• [Work request]: Below this line is the material. Write out only its lines from the one containing "the window sill." through the one containing "x=845 y=499", both kept, exactly.

• [Records shown]:
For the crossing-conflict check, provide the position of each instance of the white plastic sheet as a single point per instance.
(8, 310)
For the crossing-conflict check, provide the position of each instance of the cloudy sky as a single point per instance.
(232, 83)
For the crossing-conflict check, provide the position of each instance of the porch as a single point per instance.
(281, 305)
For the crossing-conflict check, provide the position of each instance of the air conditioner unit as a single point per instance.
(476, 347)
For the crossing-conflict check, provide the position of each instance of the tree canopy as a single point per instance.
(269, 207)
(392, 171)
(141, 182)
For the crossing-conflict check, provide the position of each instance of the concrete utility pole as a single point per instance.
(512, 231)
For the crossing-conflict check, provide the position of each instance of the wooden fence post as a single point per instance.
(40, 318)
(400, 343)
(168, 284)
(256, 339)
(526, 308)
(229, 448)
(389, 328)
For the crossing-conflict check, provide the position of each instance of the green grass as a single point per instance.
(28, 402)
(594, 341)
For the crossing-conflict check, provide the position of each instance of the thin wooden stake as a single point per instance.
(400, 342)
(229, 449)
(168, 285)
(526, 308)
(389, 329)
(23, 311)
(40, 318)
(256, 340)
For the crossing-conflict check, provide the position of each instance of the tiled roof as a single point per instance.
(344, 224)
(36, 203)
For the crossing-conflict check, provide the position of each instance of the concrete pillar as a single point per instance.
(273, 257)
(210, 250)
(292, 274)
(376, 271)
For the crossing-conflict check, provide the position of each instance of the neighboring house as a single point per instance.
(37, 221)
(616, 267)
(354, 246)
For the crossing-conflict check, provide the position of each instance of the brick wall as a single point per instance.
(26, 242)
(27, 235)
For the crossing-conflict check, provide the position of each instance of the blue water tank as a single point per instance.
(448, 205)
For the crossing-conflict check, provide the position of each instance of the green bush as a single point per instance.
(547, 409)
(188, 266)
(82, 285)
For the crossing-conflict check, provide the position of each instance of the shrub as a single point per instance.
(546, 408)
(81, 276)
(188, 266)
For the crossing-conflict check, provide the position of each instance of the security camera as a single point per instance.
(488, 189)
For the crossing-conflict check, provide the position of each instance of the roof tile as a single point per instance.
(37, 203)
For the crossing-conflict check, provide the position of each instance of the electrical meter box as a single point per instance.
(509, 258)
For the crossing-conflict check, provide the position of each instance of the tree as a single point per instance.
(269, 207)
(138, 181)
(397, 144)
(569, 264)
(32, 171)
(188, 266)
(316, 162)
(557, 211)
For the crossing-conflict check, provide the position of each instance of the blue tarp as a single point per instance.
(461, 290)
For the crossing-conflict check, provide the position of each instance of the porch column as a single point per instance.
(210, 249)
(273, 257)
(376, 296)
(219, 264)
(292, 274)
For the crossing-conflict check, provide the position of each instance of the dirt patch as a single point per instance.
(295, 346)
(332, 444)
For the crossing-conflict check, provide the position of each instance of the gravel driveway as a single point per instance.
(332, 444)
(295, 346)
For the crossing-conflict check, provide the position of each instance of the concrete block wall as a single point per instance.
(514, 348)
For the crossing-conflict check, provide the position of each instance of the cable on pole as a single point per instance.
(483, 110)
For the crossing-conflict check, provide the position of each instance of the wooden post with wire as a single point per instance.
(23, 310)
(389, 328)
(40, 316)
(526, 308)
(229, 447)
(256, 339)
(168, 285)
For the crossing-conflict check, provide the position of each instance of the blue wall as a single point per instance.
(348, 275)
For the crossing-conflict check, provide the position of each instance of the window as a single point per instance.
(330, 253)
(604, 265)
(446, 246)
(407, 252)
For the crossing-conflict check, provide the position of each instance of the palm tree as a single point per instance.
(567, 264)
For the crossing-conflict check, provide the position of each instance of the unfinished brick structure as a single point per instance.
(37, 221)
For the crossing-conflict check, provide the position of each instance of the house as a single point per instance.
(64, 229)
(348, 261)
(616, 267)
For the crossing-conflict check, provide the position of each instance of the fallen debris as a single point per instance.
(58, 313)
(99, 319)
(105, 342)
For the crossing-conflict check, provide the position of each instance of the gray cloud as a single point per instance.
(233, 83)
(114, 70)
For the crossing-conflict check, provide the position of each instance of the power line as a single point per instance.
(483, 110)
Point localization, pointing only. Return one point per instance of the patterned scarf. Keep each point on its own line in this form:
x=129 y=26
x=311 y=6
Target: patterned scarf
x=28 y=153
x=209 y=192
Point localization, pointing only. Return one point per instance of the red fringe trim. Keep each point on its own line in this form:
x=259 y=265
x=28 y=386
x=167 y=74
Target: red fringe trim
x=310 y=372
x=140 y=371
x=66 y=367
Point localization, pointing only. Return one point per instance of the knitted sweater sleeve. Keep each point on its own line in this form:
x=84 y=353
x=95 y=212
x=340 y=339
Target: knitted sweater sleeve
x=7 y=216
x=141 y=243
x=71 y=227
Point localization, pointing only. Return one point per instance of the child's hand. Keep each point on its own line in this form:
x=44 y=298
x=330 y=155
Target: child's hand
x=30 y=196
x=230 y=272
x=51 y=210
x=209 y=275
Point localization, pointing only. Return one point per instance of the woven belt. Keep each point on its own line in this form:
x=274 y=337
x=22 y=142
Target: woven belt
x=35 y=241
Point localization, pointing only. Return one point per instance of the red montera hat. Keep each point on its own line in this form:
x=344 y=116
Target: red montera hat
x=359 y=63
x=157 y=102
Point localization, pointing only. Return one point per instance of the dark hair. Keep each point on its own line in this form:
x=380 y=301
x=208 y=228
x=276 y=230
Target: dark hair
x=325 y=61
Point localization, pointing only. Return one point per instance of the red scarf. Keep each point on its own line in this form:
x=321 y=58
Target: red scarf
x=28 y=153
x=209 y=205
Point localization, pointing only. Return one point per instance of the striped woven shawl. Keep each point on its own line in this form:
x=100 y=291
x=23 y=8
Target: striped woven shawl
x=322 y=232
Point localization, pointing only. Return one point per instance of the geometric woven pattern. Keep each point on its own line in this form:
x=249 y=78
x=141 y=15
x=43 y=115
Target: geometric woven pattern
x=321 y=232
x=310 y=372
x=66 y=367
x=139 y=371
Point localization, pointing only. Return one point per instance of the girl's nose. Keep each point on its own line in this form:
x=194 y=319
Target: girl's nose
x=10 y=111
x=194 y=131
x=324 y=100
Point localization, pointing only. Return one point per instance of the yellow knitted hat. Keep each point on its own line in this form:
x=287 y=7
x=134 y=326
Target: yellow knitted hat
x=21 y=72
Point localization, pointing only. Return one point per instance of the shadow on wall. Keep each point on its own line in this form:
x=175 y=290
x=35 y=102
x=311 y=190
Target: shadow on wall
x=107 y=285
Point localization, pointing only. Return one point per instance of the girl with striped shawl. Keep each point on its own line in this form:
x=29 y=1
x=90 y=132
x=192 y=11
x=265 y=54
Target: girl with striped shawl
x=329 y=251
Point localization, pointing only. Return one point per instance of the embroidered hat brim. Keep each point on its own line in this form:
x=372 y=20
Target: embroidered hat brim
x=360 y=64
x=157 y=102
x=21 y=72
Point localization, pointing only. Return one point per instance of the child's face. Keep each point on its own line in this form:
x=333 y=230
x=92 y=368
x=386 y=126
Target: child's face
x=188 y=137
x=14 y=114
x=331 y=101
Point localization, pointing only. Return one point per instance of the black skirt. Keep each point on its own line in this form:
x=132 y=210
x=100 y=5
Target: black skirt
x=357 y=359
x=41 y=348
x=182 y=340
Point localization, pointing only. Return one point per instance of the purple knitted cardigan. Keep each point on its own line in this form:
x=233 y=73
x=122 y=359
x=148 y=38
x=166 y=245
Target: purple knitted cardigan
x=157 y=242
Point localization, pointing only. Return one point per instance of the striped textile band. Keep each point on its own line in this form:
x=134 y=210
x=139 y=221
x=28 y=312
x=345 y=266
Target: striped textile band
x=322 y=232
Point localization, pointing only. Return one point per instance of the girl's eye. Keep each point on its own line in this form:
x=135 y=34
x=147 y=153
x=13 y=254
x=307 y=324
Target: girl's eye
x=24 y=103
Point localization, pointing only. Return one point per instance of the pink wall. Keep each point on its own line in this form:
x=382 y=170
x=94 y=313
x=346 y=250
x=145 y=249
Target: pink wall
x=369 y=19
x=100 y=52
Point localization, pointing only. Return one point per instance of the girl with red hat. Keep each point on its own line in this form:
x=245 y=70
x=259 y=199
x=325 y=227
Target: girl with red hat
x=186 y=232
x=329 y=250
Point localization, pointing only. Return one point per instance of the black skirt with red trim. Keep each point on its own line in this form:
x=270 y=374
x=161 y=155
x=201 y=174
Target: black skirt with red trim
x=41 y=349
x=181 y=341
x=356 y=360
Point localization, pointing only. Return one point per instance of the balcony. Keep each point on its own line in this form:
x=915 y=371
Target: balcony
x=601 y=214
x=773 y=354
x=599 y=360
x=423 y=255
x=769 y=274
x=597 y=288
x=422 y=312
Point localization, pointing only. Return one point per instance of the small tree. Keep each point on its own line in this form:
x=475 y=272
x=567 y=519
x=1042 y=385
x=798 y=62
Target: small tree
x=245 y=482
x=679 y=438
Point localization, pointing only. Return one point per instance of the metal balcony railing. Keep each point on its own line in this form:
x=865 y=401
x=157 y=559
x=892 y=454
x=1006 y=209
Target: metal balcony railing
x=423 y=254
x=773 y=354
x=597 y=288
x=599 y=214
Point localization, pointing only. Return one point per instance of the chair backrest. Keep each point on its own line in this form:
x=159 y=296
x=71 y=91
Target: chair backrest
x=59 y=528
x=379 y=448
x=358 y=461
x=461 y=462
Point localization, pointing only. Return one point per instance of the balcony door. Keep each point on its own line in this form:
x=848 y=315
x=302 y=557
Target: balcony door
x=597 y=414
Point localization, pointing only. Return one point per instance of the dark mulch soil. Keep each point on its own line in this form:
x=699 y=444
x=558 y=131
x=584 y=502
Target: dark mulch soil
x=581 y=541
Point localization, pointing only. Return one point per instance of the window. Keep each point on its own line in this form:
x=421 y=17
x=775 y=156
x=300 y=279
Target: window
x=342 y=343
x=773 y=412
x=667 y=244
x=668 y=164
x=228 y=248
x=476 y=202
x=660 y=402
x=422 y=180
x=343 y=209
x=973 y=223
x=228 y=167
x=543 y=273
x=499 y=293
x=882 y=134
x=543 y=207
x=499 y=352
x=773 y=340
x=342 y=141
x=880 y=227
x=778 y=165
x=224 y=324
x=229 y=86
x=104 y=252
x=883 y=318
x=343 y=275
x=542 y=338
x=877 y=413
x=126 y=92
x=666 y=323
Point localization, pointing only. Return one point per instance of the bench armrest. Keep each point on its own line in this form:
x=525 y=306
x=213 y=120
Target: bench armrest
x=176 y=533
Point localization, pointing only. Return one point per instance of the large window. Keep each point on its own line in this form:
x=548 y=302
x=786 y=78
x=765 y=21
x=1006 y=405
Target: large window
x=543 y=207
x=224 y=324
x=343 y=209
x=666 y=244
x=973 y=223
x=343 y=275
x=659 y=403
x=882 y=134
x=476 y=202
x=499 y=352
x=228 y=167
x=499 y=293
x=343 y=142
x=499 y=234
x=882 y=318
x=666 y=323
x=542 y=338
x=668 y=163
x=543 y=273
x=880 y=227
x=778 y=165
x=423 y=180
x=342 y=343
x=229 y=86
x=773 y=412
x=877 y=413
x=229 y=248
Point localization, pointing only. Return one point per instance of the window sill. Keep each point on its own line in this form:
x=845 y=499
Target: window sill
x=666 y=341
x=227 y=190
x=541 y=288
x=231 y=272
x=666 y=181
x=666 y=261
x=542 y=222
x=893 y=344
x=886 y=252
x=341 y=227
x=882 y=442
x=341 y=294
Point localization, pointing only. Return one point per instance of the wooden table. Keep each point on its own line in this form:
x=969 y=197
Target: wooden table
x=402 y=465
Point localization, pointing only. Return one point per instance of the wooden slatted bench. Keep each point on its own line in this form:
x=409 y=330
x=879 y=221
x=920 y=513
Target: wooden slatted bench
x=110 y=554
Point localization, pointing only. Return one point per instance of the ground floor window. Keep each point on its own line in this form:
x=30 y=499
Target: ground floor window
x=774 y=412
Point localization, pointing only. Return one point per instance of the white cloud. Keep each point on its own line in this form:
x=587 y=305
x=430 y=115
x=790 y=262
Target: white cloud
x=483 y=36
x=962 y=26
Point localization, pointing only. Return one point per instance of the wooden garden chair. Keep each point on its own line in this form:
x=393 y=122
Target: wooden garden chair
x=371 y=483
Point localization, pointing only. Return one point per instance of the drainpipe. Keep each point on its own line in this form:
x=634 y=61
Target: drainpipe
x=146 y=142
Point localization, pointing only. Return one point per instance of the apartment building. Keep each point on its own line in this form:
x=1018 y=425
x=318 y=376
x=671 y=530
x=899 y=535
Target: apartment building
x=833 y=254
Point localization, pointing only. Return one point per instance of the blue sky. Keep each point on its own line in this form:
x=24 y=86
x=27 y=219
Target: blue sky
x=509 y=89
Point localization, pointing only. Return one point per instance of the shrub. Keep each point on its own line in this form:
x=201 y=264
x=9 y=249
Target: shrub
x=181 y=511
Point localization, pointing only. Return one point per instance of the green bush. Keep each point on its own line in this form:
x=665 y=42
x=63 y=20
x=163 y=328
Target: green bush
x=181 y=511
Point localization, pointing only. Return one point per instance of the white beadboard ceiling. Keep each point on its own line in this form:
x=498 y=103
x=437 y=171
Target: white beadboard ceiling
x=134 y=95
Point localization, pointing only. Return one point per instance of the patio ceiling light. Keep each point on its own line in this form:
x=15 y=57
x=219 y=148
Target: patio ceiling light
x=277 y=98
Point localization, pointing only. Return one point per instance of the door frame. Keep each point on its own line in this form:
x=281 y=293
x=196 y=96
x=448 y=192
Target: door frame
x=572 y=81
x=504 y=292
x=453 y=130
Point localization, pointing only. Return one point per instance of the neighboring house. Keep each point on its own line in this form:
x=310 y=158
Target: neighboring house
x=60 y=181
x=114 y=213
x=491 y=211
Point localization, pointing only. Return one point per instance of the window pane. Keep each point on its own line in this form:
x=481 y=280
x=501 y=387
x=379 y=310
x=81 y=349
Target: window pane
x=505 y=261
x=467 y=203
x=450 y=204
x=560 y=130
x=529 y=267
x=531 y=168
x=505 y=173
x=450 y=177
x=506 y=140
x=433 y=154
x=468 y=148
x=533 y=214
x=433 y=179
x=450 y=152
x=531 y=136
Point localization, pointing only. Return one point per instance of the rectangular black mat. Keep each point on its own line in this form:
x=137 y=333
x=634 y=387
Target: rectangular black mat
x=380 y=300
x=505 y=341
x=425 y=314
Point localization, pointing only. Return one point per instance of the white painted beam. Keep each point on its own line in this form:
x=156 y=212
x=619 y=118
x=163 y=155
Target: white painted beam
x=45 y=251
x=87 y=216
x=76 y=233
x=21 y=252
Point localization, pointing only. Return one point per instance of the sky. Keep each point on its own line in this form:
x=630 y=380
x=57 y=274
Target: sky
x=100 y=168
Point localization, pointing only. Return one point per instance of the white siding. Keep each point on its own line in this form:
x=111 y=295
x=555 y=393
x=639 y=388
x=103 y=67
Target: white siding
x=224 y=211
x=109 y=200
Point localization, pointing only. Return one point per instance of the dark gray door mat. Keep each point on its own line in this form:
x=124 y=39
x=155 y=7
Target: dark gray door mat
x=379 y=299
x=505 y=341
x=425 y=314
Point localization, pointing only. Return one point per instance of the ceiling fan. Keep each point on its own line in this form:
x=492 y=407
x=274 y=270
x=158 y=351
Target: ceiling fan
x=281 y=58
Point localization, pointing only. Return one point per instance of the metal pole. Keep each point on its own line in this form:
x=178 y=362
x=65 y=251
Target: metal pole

• [Output for this task]:
Point localization, pointing only. Return one point per instance of the window sill. Keep each point on its own line in this form:
x=845 y=499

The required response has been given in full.